What to produce
Copy every one of the items below word for word, in the same order.

Available records

Begin

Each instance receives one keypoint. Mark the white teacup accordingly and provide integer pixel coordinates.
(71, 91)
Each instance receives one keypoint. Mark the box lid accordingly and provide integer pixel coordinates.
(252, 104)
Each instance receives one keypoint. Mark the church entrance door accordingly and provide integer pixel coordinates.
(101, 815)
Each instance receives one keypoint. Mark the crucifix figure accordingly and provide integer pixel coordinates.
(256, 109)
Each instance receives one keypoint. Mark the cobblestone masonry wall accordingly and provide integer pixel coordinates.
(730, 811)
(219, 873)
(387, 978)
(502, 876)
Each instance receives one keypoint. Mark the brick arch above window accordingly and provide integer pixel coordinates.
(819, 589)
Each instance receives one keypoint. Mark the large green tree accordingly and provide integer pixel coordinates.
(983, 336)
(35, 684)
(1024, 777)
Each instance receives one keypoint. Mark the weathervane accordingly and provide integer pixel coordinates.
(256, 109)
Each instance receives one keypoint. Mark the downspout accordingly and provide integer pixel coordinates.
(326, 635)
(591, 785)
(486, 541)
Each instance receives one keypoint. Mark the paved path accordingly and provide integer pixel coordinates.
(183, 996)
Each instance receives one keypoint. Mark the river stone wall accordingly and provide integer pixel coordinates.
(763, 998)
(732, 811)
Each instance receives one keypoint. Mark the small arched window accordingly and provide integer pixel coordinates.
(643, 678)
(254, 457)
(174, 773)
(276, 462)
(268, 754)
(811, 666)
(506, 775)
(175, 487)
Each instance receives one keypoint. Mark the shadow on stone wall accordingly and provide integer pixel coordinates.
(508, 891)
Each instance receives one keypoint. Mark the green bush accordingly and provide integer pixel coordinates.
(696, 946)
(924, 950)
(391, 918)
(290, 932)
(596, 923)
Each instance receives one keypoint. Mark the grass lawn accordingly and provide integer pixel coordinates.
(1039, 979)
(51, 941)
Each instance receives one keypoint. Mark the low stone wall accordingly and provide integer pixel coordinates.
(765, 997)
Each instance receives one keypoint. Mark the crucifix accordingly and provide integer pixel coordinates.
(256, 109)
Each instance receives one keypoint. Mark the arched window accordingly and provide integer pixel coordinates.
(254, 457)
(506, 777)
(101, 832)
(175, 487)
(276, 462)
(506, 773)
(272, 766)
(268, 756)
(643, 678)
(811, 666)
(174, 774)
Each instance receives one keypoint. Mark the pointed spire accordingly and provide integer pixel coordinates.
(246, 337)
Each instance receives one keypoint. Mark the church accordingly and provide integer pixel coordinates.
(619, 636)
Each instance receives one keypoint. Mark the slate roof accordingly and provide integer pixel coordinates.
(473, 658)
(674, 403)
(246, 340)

End

Solution for this exercise
Each instance receives one keypoint. Mark the white teacup accordingly and provide integer pixel coordinates.
(71, 91)
Each instance receives one keypoint. Mark the box lid accordingly and provide integer pixel coordinates.
(252, 104)
Each instance receives one keypoint. Mark the church entrance door accordingly and provide integer pixel coordinates.
(101, 815)
Each instance receives one keypoint. Mark the crucifix figure accordingly and provide integer pixel coordinates.
(256, 109)
Each instance receives one keypoint. Mark the cobblestone masonry wall accordingly and provide integer pixel coordinates.
(730, 811)
(219, 873)
(387, 978)
(502, 876)
Each instance receives one keypoint. Mark the brick arch above window accordingly and provide integer pixel coordinates.
(819, 589)
Each instance receives one keypoint. Mark the large green tree accordingly and provide integer pixel coordinates.
(983, 336)
(35, 684)
(1024, 777)
Each instance receives one keypoint. Mark the weathervane accordingly and provide integer pixel coordinates.
(256, 109)
Each instance receives one keypoint. Mark the downspout accordingly and provide integer pixel coordinates.
(326, 635)
(591, 785)
(486, 541)
Each instance receives one keypoint. Mark the paved path accordingly and provide integer pixel coordinates.
(183, 996)
Each instance receives one keypoint. Mark the river stone wall accordingly and provide integer pixel coordinates.
(763, 998)
(732, 811)
Each instance receives one keypoint. Mark the small arched window accordingly and provide integer pixel coordinates.
(643, 678)
(254, 457)
(174, 773)
(276, 462)
(268, 754)
(811, 666)
(506, 775)
(175, 487)
Each instance receives one keypoint. Mark the shadow on stone wall accordingly and provide integer pixel coordinates.
(508, 891)
Each instance receives one keypoint. Mark the green bush accordingly and provide integer pixel coordinates.
(696, 946)
(924, 950)
(391, 918)
(290, 932)
(596, 923)
Each instance receives one keypoint. Mark the grass lawn accordingly and provide integer pixel coordinates.
(1039, 979)
(51, 941)
Each instance receives one keypoint. Mark the low stone wall accordingly and provide integer pixel coordinates.
(765, 997)
Each instance receives one keypoint. Mark the crucifix accordingly and provide integer pixel coordinates.
(256, 109)
Each instance receives one keypoint. Mark the arched window accordingly and provide integer pixel coordinates.
(254, 457)
(506, 777)
(101, 832)
(175, 487)
(276, 462)
(506, 773)
(272, 766)
(268, 756)
(643, 678)
(811, 666)
(174, 774)
Each instance receives one keypoint. Mark the pointed spire accordingly and provide integer pixel coordinates.
(246, 337)
Each instance receives one keypoint. Mark the church accordingly and provide integer pixel coordinates.
(619, 636)
Each instance receives one keypoint. Mark the slate roof accordingly and provide integer pixel coordinates.
(473, 658)
(674, 403)
(246, 340)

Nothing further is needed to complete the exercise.